------ Extracted information ------

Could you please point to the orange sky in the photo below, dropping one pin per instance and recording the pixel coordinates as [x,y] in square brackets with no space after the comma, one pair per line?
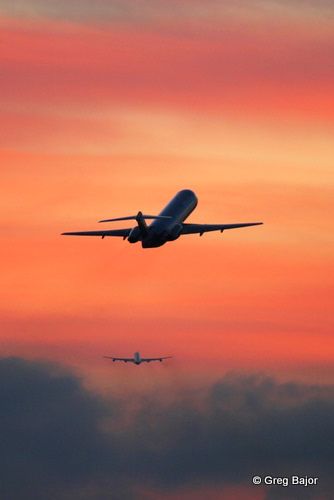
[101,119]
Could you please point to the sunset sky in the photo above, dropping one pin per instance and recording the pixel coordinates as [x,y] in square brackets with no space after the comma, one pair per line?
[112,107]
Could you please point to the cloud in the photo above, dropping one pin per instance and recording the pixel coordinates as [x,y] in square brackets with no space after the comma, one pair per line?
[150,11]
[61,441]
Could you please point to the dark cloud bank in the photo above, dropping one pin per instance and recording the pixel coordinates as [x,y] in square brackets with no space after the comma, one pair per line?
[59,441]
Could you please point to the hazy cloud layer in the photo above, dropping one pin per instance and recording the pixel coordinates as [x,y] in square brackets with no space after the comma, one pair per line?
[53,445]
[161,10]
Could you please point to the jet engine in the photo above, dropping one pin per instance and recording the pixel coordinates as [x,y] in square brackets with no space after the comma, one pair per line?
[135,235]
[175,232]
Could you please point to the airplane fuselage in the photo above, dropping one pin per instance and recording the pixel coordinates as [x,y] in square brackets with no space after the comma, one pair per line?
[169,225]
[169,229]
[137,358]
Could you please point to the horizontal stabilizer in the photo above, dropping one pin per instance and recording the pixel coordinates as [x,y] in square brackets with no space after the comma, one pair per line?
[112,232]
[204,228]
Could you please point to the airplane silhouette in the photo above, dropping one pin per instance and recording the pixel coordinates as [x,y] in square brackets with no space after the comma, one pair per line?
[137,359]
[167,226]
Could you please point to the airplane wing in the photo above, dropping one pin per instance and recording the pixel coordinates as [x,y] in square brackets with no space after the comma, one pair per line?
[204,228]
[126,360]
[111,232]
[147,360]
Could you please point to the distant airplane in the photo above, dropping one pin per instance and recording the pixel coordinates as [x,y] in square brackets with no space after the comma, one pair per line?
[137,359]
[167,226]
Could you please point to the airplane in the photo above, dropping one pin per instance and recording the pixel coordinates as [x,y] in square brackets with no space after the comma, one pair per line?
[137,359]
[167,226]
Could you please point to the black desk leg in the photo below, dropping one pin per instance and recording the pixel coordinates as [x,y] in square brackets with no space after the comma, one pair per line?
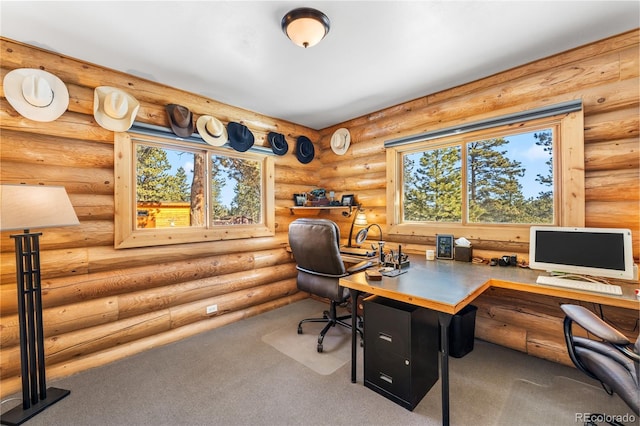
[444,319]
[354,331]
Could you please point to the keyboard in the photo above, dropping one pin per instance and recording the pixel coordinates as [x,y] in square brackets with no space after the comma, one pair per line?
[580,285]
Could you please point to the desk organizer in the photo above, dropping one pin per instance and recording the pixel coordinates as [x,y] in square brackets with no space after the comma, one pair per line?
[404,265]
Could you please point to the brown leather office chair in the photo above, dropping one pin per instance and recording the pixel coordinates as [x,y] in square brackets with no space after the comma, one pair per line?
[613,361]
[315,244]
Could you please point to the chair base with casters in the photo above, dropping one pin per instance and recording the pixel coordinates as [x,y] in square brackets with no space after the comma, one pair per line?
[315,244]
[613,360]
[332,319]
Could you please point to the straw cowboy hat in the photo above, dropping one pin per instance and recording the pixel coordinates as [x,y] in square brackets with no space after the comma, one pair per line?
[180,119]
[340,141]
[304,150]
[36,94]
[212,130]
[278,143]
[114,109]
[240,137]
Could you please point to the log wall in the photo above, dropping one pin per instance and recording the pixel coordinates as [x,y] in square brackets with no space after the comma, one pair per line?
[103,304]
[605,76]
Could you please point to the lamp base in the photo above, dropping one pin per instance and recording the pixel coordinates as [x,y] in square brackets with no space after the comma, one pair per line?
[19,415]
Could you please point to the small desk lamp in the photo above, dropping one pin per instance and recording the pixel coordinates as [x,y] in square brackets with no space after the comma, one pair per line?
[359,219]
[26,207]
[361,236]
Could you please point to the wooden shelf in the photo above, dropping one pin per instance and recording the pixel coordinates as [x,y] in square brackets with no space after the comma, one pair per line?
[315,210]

------

Could you reproduce every line from the one containing "Could you please point to the lamp" through the last line, leaving each unchanged except for adjusting every pixel coordinate value by -150?

Could you please point to the lamp base in the photo above, dropping one pin per instance and recording the pixel coordinates as [x,y] in square brackets with no space after the comma, one pair per line?
[-131,265]
Could you please point to the small desk lamp in the photo above, dropping one pin per instance and recording the pixel coordinates as [x,y] in square brackets with no space after the comma, one pair per line?
[209,69]
[-124,57]
[211,86]
Could you please point to the wooden shelf in the photo above, dropping one pin per instance and recording the pixel coordinates as [x,y] in square brackets with no space after the comma, one pair per line?
[165,60]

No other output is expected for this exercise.